# [Exercise instructions]
Lines before the one containing "the blue stroller" are to be left out; reproduce that line and all the rest of the entries exactly.

════════════════

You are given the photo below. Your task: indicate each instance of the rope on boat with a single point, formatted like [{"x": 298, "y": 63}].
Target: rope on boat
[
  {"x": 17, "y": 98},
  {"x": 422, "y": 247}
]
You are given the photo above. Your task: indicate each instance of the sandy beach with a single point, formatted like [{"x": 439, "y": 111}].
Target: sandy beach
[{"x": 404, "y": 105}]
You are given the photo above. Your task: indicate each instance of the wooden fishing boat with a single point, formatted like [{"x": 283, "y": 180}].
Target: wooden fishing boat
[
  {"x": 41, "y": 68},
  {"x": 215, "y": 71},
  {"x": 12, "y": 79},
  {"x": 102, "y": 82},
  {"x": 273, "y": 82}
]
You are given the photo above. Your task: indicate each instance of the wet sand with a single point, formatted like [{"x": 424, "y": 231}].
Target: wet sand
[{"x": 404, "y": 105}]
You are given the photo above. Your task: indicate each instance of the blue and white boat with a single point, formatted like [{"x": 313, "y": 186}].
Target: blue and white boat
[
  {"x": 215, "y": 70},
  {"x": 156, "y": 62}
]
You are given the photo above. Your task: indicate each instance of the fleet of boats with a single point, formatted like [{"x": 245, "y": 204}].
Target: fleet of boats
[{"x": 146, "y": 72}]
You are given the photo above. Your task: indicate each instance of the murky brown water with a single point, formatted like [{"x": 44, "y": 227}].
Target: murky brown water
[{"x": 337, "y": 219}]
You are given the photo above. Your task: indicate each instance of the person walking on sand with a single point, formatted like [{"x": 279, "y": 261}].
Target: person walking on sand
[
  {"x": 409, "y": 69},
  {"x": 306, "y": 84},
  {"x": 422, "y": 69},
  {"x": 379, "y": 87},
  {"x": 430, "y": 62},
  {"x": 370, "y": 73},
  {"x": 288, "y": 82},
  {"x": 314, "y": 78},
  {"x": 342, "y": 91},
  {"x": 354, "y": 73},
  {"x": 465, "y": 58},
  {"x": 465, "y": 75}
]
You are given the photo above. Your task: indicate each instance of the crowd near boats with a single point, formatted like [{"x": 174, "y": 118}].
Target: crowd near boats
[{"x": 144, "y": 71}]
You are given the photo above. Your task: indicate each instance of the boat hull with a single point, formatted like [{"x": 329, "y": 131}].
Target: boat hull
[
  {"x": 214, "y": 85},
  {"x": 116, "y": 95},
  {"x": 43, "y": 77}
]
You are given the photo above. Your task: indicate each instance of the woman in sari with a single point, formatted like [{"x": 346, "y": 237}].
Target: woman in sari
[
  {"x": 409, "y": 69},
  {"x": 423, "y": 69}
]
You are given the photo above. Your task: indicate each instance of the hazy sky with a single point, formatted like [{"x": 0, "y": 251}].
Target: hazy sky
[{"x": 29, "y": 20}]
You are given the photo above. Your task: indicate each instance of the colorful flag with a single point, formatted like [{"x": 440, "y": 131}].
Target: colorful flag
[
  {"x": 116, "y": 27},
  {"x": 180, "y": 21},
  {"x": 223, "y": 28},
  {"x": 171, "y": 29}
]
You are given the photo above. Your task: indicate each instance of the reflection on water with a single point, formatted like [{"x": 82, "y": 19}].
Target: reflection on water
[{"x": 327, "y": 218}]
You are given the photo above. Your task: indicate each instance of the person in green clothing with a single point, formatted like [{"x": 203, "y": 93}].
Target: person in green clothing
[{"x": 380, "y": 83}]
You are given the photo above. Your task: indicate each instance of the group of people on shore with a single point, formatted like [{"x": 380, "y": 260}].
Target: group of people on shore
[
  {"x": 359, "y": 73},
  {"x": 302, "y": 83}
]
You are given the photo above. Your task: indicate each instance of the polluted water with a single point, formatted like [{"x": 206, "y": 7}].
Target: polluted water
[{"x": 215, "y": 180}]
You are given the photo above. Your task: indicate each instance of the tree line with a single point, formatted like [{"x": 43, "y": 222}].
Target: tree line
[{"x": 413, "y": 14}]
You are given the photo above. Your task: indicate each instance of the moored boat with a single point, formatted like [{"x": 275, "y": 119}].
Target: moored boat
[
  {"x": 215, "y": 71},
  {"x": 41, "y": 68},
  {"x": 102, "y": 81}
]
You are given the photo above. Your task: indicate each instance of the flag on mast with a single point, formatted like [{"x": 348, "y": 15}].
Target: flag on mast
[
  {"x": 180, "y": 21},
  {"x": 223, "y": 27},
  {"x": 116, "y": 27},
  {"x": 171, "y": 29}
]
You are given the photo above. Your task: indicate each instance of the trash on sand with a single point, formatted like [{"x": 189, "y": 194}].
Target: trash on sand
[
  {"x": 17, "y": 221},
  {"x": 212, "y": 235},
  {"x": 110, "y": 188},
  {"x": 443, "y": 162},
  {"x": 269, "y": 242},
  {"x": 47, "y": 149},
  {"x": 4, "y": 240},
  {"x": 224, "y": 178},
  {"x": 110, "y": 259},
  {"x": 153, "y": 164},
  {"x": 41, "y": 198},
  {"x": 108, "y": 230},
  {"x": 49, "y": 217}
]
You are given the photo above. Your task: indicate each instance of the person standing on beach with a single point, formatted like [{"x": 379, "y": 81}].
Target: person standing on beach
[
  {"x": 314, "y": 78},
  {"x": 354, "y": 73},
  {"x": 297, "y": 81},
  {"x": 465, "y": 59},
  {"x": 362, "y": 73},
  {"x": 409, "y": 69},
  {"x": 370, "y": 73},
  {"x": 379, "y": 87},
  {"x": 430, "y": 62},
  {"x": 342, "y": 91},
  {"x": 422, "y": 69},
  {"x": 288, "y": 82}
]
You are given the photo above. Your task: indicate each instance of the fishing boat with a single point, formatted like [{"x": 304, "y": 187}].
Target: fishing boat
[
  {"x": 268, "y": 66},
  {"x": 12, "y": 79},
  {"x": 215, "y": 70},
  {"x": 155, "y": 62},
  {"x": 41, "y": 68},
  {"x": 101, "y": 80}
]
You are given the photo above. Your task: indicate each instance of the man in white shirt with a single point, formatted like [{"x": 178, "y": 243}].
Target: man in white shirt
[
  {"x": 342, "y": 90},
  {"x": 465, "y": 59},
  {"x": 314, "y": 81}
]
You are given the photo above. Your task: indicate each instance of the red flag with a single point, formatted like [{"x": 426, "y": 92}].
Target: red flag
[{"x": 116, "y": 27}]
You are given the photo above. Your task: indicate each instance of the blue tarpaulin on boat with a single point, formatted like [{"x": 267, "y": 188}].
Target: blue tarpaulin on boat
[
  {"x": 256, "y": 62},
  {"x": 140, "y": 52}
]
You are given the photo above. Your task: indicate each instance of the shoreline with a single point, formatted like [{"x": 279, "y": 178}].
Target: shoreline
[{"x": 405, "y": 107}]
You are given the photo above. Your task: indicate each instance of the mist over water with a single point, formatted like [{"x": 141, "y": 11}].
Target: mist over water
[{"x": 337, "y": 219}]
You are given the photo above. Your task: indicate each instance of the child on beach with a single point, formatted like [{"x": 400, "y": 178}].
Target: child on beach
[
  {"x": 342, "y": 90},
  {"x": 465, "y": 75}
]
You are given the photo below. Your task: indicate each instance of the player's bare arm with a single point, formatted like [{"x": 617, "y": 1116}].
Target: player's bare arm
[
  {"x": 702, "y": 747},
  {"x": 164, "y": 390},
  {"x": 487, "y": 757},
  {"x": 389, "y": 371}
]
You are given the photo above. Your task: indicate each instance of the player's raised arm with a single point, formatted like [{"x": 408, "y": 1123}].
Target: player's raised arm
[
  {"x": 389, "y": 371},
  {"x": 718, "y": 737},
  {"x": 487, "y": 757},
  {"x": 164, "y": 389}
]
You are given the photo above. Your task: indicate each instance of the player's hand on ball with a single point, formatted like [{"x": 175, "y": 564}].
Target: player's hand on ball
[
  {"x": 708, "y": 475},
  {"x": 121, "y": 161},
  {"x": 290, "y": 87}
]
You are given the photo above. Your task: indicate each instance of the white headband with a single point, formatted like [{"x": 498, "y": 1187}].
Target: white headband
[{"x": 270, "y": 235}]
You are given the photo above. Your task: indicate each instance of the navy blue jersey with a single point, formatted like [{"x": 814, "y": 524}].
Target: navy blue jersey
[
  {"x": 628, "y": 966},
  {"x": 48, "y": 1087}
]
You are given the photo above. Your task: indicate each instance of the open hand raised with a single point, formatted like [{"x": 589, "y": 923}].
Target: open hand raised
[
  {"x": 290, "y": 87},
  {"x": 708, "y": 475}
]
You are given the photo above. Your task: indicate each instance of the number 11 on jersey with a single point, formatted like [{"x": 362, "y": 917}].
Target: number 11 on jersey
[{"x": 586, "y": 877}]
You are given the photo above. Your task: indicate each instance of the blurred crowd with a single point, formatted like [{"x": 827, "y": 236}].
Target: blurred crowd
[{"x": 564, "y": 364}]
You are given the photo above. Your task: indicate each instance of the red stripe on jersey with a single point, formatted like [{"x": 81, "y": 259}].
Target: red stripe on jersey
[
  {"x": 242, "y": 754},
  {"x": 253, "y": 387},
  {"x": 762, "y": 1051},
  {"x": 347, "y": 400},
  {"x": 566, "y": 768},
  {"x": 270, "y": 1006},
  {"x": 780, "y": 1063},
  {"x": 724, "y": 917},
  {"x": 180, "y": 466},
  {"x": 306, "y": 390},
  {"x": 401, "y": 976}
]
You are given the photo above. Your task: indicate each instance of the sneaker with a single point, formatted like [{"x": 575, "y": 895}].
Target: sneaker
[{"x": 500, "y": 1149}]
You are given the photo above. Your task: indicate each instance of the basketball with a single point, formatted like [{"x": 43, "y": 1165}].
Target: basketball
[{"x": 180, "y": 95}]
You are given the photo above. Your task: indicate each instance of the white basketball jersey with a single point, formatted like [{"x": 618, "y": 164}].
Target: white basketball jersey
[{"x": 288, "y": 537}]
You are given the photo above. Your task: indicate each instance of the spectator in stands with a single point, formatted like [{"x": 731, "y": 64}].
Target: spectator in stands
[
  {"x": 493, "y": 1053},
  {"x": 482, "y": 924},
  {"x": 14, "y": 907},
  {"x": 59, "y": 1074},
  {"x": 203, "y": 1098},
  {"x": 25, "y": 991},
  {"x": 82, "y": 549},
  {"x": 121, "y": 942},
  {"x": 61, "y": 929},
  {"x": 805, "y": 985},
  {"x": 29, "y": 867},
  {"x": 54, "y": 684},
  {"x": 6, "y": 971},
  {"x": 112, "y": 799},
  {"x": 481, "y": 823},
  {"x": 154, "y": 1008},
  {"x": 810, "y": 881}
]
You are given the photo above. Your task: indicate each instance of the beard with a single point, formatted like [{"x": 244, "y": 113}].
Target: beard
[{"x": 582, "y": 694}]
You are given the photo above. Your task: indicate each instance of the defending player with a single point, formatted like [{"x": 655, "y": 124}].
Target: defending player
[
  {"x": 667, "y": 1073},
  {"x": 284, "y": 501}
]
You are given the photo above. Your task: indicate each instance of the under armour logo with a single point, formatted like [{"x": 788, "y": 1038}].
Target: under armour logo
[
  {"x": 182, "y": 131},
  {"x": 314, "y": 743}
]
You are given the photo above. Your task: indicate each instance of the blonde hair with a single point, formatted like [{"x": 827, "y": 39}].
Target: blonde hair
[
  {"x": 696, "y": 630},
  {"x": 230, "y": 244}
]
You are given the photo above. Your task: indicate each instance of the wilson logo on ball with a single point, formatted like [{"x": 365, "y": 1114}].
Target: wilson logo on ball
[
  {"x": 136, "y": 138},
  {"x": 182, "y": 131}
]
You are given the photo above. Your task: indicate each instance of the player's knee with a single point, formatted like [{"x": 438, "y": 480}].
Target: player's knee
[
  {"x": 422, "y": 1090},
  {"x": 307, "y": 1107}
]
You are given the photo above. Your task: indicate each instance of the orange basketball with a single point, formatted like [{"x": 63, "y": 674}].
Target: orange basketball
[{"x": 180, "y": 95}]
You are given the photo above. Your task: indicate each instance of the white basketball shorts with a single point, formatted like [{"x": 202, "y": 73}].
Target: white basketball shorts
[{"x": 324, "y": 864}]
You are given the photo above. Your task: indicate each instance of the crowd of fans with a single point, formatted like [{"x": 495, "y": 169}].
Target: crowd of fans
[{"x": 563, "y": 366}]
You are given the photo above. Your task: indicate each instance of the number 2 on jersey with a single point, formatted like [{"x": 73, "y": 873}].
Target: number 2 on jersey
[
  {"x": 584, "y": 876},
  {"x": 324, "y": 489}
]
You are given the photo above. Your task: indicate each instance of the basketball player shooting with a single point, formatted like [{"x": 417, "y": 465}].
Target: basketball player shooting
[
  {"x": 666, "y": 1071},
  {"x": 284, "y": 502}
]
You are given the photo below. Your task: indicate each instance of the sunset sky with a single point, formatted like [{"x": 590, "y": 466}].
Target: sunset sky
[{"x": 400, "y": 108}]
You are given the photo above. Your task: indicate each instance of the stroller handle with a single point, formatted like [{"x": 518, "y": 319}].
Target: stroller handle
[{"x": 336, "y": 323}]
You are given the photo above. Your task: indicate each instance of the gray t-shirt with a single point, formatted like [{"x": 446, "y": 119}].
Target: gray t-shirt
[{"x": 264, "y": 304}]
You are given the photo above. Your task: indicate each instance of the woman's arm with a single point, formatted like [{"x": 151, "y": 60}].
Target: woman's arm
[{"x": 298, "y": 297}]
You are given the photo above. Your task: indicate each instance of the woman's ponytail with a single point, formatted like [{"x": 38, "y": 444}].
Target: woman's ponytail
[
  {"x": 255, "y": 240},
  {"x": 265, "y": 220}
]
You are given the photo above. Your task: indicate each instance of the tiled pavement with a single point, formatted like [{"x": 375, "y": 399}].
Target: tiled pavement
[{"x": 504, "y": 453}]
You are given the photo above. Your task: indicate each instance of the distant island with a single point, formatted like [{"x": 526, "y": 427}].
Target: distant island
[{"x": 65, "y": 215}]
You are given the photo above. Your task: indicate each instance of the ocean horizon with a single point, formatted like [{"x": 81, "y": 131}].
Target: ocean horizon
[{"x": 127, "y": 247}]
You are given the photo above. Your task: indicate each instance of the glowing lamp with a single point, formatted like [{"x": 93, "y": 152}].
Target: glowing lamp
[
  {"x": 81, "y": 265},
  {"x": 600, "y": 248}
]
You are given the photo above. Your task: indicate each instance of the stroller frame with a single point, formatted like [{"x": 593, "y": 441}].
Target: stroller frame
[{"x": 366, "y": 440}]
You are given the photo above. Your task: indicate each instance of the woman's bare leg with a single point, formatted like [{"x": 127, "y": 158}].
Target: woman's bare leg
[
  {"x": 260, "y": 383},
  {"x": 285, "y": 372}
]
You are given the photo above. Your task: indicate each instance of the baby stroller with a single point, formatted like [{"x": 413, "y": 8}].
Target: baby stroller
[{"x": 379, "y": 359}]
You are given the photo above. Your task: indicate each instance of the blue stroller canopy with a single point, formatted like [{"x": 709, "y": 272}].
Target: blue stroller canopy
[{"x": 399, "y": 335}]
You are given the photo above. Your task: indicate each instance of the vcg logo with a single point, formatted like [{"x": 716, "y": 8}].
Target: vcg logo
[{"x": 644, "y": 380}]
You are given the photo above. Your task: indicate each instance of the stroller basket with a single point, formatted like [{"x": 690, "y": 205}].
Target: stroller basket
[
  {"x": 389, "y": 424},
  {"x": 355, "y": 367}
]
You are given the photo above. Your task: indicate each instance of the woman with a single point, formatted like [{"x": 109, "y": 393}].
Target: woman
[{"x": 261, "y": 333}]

════════════════

# [The completed task]
You are given the photo above. Your task: indicate each instance of the blue stroller canopy with a single point, formatted like [{"x": 709, "y": 272}].
Target: blue stroller canopy
[{"x": 399, "y": 335}]
You are given the photo above. Your task: indicate each instance of the vcg logo with a single point, formatted like [{"x": 716, "y": 8}].
Target: vcg logo
[{"x": 644, "y": 380}]
You are given the photo above. Your task: indicate each instance of the stroller basket with a single point, formatted like [{"x": 690, "y": 205}].
Target: stroller basket
[
  {"x": 389, "y": 424},
  {"x": 355, "y": 367}
]
You are given the photo above. Your task: indicate each instance of the woman with a single point, formatted like [{"x": 109, "y": 393}].
Target: woman
[{"x": 261, "y": 333}]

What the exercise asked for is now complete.